**SELECTION**
start

While the labels are helpful, we can make this even clearer in our visualisation. Below we use the “case_when” function to create a vertex characteristic that assigns a colour for each level of role that we have. What this does it combs through the ‘role’ characteristic and, if it finds what we want it to, it assigns a specific colour that we want. So, DJs are wheat, Artists are red, Crews are Cyan and Bands are purple.

V(grime_08_clean)$role_colour <- case_when(
  V(grime_08_clean)$role == "DJ" ~ "wheat",
  V(grime_08_clean)$role == "Artist" ~ "red",
  V(grime_08_clean)$role == "Crew" ~ "cyan",
  V(grime_08_clean)$role == "Band" ~ "purple"
)

Now we have that attribute set in our network, we can set the colour to reflect those colours. For the viewers, we have added a legend at the bottom left.

set.seed(123)
par(mar = c(0,0,3,0))
plot(grime_08_clean, 
     vertex.color = V(grime_08_clean)$role_colour,
     edge.arrow.size = 0.5, 
     vertex.label.cex = 0.4, 
     main = "Node Size Relfects Artist Prominence")


legend("bottomleft", 
       legend = c("DJ", "Artist", "Crew", "Band"), 
       fill = c("wheat", "red","cyan", "purple"), 
       title = "Node Colour")

One final attribute we might want to visualise is the artist’s productivity in 2008. The number of songs they made in 2008 might be useful in our network to present whether the more highly connected individuals released more songs than other less connected Grime artists. Below we set the vertex.size option to the number of songs they produces (divided by 2 to keep it clean). This network reveals some interesting patterns. Yes, our two most connected artists have the largest node size (most songs), but many other artists (even those who are not connected) also released many songs (like Nu Brand Flexx).

par(mar = c(0,0,0,0))
plot(grime_08_clean,
     vertex.size = V(grime_08_clean)$songs_no_/2,
     vertex.label.cex = 0.4)

Visualising Prominent and Influential Nodes

A third, and final, storytelling tool is to create visualisations that highlight central figures in the network. There are multiple measurements of centrality and we will cover more of them in the next Unit. For now, we will create visualisations aimed at highlighting prominent and influential nodes in the network using two measures of centrality, degree and betweenness. Again, for more on those measures, hang tight and read later chapters.

end

**CHALLENGES**
#1 Recast the paragraph of the tutorial that begins "One final attribute we might want to visualise" as a short bulleted list that keeps its main facts.
#2 Answer these questions using the tutorial:
(a) Which color is assigned to Crews?
(b) In which corner of the plot is the legend placed?
(c) Which two centrality measures are used to highlight prominent and influential nodes?
#3 Write out the part of the tutorial starting with "Now we have" and going on through "the bottom left.".
Base every answer on the tutorial alone.

**SUPPLIED MATERIAL**
start

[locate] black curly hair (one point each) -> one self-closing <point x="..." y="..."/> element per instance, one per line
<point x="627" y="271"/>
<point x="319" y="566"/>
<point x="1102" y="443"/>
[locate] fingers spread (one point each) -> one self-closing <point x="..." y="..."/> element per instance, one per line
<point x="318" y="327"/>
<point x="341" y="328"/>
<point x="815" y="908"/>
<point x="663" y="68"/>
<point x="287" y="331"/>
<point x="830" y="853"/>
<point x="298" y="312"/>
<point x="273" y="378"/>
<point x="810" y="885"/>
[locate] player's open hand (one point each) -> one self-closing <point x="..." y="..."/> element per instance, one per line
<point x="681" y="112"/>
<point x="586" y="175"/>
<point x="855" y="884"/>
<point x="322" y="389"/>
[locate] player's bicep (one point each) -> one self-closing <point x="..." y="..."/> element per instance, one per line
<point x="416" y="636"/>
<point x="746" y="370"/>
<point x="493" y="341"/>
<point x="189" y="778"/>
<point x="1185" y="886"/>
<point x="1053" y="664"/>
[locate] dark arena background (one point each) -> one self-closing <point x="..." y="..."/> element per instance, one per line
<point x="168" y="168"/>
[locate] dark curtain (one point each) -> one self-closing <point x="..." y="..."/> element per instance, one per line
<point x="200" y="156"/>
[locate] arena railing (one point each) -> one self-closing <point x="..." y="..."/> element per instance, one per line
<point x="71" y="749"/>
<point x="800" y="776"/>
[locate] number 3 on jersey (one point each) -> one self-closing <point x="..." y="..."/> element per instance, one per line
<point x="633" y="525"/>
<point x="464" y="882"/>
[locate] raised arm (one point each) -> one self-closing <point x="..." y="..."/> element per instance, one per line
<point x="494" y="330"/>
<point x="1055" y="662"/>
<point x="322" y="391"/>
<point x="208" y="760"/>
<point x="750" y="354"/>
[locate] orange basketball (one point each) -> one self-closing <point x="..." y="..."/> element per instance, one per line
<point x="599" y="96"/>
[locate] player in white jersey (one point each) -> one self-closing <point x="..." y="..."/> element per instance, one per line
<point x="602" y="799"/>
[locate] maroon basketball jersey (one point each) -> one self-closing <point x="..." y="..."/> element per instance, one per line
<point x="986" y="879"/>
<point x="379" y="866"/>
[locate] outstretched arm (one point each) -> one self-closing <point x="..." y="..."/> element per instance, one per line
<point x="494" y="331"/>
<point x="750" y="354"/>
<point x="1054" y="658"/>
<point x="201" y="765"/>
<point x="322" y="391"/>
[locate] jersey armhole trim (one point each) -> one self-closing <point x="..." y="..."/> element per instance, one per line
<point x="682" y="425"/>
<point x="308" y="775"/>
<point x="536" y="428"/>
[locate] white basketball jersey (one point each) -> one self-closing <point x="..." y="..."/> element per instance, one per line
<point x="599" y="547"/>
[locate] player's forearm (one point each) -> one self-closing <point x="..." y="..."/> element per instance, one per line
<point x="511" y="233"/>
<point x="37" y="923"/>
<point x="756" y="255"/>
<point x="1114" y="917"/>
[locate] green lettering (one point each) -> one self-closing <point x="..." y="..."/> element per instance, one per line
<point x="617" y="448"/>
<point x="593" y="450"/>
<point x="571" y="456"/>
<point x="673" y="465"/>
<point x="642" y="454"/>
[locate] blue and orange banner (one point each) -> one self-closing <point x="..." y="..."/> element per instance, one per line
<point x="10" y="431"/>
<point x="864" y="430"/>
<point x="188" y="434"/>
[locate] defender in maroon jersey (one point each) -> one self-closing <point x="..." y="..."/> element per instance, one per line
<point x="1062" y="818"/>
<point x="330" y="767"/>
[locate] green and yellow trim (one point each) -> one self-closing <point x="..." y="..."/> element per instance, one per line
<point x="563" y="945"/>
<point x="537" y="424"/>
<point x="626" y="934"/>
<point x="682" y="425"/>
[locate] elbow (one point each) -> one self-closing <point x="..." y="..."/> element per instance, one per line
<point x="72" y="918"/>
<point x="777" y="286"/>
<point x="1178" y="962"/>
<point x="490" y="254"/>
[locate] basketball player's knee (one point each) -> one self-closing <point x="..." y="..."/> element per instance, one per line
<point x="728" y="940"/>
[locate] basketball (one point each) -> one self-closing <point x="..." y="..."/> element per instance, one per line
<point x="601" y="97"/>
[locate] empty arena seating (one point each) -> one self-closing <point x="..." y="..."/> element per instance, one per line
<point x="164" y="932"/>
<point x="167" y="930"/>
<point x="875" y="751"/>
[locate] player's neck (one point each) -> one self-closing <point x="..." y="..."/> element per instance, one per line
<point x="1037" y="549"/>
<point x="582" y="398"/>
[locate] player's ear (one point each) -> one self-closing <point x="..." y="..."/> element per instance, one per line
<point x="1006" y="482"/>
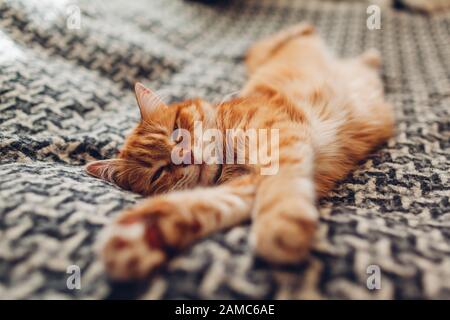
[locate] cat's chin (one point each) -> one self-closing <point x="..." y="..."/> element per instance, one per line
<point x="208" y="174"/>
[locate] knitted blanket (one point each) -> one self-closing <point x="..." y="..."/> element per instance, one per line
<point x="66" y="76"/>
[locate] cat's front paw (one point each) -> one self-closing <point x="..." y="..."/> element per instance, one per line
<point x="282" y="239"/>
<point x="141" y="239"/>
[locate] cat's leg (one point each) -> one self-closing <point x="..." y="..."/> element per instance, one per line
<point x="284" y="213"/>
<point x="262" y="50"/>
<point x="142" y="238"/>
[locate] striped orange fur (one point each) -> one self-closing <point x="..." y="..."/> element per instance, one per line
<point x="330" y="113"/>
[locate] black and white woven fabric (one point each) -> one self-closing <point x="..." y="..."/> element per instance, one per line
<point x="66" y="98"/>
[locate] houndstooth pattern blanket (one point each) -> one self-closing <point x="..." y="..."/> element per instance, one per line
<point x="66" y="98"/>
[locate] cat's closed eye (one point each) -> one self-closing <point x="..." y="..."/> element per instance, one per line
<point x="158" y="174"/>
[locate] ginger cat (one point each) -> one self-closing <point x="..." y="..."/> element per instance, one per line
<point x="329" y="113"/>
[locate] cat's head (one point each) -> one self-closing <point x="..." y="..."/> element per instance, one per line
<point x="144" y="164"/>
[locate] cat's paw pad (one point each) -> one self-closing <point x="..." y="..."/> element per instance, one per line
<point x="282" y="240"/>
<point x="140" y="240"/>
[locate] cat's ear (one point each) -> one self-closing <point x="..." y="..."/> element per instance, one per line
<point x="147" y="100"/>
<point x="103" y="169"/>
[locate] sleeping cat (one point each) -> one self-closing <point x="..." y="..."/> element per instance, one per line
<point x="329" y="114"/>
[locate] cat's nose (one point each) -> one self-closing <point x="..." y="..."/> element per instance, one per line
<point x="188" y="158"/>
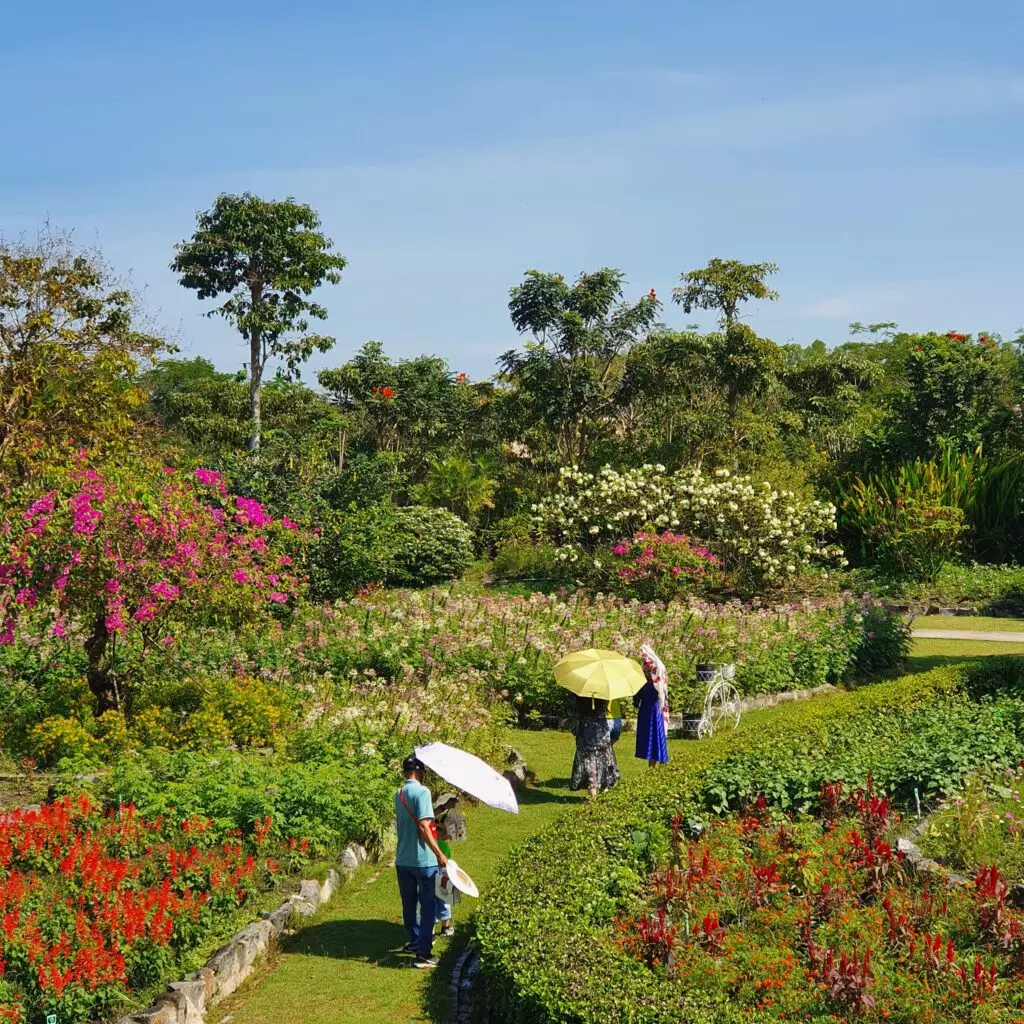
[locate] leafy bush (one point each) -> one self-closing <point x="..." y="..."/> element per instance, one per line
<point x="527" y="561"/>
<point x="761" y="535"/>
<point x="386" y="545"/>
<point x="663" y="566"/>
<point x="430" y="546"/>
<point x="328" y="802"/>
<point x="981" y="824"/>
<point x="545" y="928"/>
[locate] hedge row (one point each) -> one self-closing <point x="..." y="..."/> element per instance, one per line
<point x="547" y="949"/>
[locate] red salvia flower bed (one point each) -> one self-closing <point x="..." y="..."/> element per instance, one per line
<point x="94" y="905"/>
<point x="823" y="921"/>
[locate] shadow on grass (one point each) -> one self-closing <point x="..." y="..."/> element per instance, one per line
<point x="537" y="796"/>
<point x="437" y="994"/>
<point x="377" y="942"/>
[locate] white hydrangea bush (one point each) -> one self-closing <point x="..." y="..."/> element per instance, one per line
<point x="757" y="530"/>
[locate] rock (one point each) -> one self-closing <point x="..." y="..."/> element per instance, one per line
<point x="194" y="993"/>
<point x="279" y="919"/>
<point x="349" y="860"/>
<point x="308" y="900"/>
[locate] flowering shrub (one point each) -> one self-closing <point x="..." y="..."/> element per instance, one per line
<point x="655" y="566"/>
<point x="112" y="552"/>
<point x="549" y="951"/>
<point x="761" y="535"/>
<point x="93" y="905"/>
<point x="804" y="921"/>
<point x="983" y="823"/>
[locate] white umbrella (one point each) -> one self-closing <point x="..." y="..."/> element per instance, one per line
<point x="469" y="773"/>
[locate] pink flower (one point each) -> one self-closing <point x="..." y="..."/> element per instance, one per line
<point x="146" y="612"/>
<point x="252" y="512"/>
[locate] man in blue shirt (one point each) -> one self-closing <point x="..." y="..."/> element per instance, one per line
<point x="417" y="860"/>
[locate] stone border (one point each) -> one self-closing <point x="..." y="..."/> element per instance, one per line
<point x="186" y="1001"/>
<point x="461" y="983"/>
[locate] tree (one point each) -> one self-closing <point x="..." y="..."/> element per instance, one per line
<point x="267" y="256"/>
<point x="133" y="551"/>
<point x="69" y="349"/>
<point x="568" y="374"/>
<point x="722" y="285"/>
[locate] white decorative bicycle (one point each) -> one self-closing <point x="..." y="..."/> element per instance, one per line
<point x="722" y="708"/>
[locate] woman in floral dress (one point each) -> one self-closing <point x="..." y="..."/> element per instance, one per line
<point x="594" y="767"/>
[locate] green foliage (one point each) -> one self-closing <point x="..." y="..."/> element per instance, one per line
<point x="328" y="802"/>
<point x="430" y="546"/>
<point x="566" y="377"/>
<point x="722" y="285"/>
<point x="919" y="515"/>
<point x="546" y="927"/>
<point x="70" y="342"/>
<point x="387" y="545"/>
<point x="266" y="257"/>
<point x="536" y="563"/>
<point x="462" y="486"/>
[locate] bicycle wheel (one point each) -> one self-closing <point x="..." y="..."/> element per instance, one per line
<point x="722" y="707"/>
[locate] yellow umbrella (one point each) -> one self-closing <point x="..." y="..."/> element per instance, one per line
<point x="604" y="675"/>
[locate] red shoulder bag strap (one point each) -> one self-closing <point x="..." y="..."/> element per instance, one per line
<point x="409" y="810"/>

end

**COMPLETE ANSWERS**
#1
- The last attribute to visualize is each artist's productivity in 2008.
- The number of songs each artist made in 2008 can show whether the more highly connected individuals released more songs than less connected Grime artists.
- The vertex.size option is set to the number of songs produced, divided by 2 to keep the plot clean.
- The two most connected artists have the largest nodes (most songs).
- Many other artists, even some who are not connected, also released many songs; Nu Brand Flexx is one example.

#2
(a) Cyan.
(b) The bottom left.
(c) Degree and betweenness.

#3
Now we have that attribute set in our network, we can set the colour to reflect those colours. For the viewers, we have added a legend at the bottom left.